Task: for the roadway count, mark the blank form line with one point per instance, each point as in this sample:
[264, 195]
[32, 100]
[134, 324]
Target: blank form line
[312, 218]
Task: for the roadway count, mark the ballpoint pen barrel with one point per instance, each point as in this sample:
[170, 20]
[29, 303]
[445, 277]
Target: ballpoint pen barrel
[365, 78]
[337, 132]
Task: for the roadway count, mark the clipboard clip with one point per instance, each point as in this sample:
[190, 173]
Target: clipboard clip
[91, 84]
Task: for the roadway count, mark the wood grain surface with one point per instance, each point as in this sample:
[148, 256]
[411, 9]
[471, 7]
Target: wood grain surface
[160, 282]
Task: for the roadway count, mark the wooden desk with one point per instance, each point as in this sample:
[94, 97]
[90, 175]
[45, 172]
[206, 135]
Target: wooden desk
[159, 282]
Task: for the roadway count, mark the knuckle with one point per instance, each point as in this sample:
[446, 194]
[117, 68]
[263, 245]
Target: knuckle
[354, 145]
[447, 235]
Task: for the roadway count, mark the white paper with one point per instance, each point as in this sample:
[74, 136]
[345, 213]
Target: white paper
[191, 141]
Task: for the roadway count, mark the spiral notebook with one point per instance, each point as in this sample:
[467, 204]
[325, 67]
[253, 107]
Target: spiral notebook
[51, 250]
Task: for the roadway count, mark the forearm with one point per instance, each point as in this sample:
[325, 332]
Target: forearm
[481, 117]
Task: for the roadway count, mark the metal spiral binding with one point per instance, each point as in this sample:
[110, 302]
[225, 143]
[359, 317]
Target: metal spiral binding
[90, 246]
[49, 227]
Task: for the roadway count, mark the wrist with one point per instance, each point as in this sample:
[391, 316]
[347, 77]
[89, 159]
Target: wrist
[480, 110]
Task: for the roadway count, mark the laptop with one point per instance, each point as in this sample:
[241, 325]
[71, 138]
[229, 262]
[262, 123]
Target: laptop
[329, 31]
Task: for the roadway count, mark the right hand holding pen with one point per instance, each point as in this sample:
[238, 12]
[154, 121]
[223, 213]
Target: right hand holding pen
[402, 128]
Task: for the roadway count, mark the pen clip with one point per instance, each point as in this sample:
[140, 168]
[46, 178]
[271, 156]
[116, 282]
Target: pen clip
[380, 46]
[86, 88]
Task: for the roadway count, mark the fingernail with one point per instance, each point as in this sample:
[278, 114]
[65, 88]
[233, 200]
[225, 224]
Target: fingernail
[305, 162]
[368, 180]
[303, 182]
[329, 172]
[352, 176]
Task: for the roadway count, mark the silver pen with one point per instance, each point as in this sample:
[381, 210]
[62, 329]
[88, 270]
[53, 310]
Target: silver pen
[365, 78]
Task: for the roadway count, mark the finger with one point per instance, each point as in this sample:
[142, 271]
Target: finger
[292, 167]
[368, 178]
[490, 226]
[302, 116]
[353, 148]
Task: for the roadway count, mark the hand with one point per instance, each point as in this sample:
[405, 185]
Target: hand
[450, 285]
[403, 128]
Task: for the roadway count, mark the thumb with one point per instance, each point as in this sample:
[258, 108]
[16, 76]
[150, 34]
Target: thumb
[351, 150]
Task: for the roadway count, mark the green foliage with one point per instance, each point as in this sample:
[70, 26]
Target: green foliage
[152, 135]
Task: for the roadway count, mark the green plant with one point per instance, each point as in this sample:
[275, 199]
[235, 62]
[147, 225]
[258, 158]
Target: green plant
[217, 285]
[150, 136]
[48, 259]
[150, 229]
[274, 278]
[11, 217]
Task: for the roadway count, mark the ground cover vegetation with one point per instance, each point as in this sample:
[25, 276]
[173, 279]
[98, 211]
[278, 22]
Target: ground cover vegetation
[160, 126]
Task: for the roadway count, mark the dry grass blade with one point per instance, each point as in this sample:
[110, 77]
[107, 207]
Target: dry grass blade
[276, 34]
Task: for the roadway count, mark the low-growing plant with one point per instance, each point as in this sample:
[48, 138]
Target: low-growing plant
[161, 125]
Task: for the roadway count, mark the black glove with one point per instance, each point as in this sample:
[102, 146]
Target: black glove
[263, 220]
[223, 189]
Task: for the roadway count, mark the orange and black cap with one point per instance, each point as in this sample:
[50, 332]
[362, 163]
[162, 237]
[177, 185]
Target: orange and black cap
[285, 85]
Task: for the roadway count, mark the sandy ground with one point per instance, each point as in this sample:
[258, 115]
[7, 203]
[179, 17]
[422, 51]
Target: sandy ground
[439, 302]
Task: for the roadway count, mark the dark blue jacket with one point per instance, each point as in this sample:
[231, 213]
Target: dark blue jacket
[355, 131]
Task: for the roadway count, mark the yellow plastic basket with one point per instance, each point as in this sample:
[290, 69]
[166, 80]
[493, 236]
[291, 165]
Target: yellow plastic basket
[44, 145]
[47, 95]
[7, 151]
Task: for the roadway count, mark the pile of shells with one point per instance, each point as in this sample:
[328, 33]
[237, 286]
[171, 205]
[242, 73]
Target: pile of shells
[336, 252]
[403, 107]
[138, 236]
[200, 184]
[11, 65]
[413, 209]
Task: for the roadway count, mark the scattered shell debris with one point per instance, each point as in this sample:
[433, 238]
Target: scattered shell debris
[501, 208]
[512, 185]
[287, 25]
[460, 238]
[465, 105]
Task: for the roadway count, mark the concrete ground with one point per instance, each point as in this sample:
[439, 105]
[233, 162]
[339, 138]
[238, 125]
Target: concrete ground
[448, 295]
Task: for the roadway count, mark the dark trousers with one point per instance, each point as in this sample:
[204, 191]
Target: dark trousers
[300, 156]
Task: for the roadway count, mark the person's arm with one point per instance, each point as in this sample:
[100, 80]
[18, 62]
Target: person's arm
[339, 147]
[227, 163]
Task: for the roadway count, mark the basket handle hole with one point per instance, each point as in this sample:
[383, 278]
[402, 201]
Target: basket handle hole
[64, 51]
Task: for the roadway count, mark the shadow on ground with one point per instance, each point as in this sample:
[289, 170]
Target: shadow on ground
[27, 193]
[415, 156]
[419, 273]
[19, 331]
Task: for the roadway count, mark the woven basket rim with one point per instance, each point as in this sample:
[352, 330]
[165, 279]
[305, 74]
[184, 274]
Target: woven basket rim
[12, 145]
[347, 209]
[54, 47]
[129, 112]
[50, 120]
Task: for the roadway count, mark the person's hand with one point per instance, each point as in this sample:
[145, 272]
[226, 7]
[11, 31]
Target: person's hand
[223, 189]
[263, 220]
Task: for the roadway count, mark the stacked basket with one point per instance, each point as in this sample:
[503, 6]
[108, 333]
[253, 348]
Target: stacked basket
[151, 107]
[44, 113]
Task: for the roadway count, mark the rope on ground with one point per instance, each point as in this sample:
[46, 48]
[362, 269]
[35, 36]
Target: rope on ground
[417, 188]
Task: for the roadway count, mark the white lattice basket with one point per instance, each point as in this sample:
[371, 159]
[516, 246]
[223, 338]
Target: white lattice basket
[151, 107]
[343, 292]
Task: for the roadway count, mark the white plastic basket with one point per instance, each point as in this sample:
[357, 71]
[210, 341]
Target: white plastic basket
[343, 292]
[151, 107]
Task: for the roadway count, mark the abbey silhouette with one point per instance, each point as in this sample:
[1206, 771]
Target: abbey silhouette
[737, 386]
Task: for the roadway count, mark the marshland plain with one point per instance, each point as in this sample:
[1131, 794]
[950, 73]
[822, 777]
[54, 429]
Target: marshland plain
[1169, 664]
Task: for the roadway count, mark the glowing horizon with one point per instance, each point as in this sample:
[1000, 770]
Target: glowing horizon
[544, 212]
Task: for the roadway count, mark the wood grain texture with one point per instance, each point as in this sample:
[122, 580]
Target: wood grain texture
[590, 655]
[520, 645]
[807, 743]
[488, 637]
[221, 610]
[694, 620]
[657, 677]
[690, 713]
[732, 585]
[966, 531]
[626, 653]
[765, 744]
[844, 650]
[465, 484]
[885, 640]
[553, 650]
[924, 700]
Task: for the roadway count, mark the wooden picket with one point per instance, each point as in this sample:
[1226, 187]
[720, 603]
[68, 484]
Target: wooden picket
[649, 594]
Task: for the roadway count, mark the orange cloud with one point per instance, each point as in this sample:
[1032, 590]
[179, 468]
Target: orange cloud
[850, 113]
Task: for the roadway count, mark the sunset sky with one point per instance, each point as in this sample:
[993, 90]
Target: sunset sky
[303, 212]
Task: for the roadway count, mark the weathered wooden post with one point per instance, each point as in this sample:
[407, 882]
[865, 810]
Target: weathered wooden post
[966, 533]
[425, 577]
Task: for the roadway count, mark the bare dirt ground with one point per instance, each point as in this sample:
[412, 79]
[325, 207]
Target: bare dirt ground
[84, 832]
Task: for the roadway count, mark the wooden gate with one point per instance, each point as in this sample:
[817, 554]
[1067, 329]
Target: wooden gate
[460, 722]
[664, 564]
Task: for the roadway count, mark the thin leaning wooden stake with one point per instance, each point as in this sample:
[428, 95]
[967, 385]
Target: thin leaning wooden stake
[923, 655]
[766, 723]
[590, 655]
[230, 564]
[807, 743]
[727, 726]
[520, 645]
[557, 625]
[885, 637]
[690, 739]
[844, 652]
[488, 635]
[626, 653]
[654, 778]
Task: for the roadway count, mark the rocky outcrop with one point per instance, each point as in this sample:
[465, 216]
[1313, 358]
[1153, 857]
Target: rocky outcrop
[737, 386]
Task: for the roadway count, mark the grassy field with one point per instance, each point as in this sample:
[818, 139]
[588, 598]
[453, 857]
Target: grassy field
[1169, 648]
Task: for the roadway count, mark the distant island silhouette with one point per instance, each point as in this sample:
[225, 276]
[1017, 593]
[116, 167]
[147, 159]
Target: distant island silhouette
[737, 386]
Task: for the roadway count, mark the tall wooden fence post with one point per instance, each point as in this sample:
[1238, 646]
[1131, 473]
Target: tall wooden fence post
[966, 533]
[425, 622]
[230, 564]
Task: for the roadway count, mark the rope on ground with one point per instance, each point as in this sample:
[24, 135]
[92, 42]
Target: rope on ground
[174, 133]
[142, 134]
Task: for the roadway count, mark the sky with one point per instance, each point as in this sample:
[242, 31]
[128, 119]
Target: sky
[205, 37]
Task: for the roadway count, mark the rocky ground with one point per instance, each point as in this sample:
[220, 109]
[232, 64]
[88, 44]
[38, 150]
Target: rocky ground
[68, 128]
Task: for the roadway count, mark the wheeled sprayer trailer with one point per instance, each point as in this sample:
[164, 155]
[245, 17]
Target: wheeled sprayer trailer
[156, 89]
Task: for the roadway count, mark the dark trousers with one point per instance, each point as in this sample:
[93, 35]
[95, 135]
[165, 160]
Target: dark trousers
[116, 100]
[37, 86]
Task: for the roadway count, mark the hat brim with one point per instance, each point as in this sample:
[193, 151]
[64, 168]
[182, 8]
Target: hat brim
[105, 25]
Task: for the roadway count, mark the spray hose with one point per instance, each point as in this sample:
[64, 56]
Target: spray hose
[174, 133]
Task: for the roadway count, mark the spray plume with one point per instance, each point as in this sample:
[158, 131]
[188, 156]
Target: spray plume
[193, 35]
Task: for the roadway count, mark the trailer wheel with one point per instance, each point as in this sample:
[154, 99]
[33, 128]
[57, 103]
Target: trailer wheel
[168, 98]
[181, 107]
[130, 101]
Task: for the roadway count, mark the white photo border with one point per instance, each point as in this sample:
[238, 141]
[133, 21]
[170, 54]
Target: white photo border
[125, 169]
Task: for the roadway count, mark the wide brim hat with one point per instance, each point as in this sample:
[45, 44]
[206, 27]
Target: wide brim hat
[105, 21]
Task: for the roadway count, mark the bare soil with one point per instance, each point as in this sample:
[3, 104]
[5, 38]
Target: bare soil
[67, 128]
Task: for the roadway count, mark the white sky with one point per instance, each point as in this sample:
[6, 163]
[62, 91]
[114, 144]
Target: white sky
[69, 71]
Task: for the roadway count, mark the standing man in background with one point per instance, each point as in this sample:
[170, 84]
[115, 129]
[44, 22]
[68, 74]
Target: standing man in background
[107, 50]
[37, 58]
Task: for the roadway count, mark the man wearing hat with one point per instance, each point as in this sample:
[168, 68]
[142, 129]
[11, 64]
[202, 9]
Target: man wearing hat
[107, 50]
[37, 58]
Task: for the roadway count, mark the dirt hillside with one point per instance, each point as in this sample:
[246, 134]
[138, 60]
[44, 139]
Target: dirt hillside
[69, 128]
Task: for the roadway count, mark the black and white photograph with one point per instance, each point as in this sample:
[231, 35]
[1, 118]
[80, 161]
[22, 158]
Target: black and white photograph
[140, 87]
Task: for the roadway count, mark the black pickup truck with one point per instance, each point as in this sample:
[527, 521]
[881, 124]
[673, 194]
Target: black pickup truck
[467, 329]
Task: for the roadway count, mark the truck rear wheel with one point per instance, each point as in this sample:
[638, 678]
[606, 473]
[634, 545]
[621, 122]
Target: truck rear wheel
──────────
What you should do: Quote exactly the line containing "Task: for the roadway count, mark the dirt" and every later line through the end of the listing, and no other lines.

Finished task:
Task: for the roadway count, mark the dirt hillside with one point per instance, each point as in this sample:
[246, 134]
[138, 60]
[44, 139]
Target: dirt hillside
[69, 128]
Task: for the roadway count, mark the black and white photograph with one point per instance, each point as in this sample:
[231, 35]
[1, 118]
[80, 161]
[22, 158]
Target: black and white photograph
[140, 87]
Task: for the roadway count, mark the black pickup truck with one point per instance, each point as in this sample:
[527, 521]
[881, 124]
[673, 194]
Target: black pickup truck
[467, 329]
Task: for the roadway count, mark the truck rear wheel with one point per instance, each point as in this sample:
[638, 678]
[606, 473]
[634, 545]
[621, 122]
Target: truck rear wheel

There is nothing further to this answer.